**What the exercise asks**
Turn every line of the rows below into a Markdown table with two columns, Number and Line, giving each line its own table row and skipping blank lines. Leave the pictures out.

**Data for this exercise**

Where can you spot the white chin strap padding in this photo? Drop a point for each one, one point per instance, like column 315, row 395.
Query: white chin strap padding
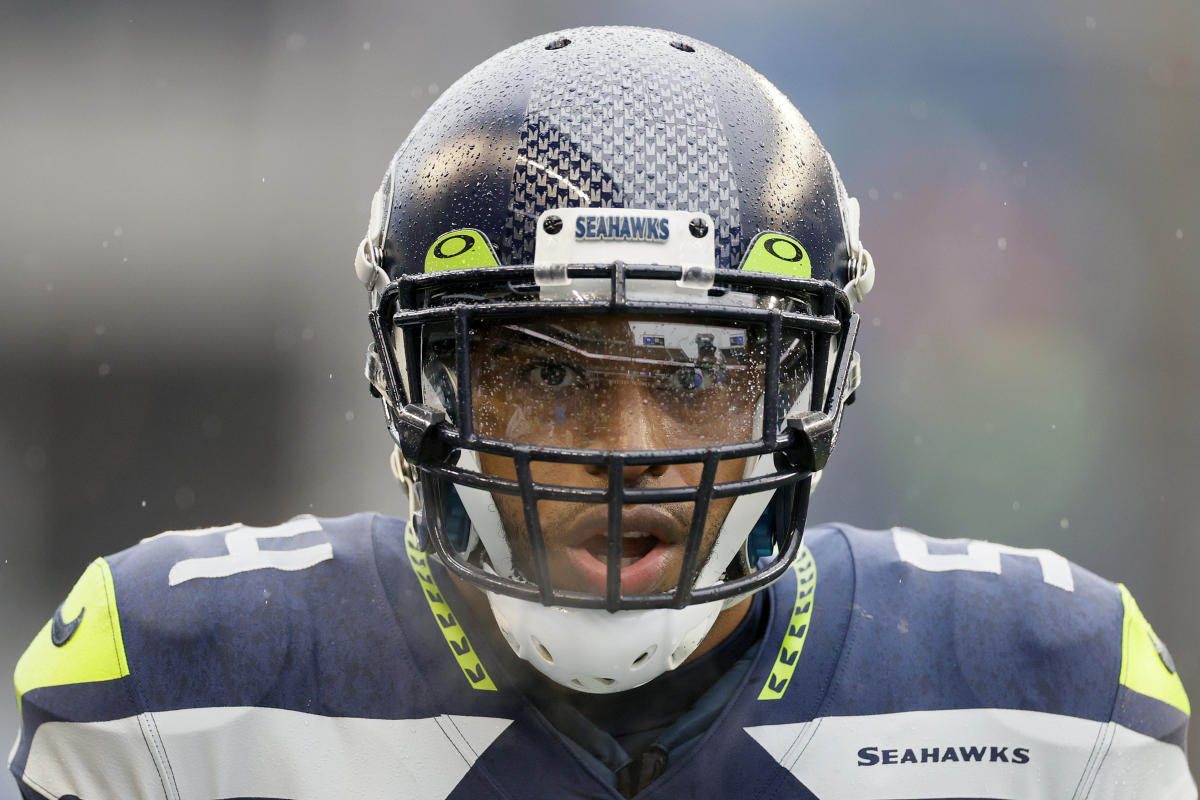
column 593, row 650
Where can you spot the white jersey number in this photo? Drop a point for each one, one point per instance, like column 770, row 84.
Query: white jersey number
column 981, row 557
column 245, row 554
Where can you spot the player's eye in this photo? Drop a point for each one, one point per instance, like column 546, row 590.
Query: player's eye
column 693, row 378
column 553, row 374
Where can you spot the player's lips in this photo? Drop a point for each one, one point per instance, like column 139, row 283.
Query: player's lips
column 652, row 541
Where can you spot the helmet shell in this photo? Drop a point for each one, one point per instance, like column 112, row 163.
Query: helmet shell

**Problem solution**
| Number | Line |
|---|---|
| 1 | Where can you spot the white chin strap padding in this photo? Drop a point for each one, one point per instance, like column 315, row 395. |
| 2 | Query: white chin strap padding |
| 3 | column 593, row 650 |
| 4 | Where can you spot the white jersey number in this photo? Drop a point for each one, one point per instance, like column 770, row 84. |
| 5 | Query: white jersey number |
| 6 | column 981, row 557 |
| 7 | column 245, row 554 |
| 8 | Where can you spot the player's eye in this photo? Drop a point for each one, one point per instance, like column 546, row 590. |
| 9 | Query: player's eye |
| 10 | column 693, row 378 |
| 11 | column 553, row 374 |
| 12 | Where can you spot the player's lips in this photo? Drop a point for each one, one point per instance, like column 139, row 283. |
| 13 | Query: player's lips |
| 14 | column 652, row 541 |
| 15 | Where can you spot the helmet shell in this photo? Drop a point for each one, one point per instance, like column 112, row 163. |
| 16 | Query: helmet shell |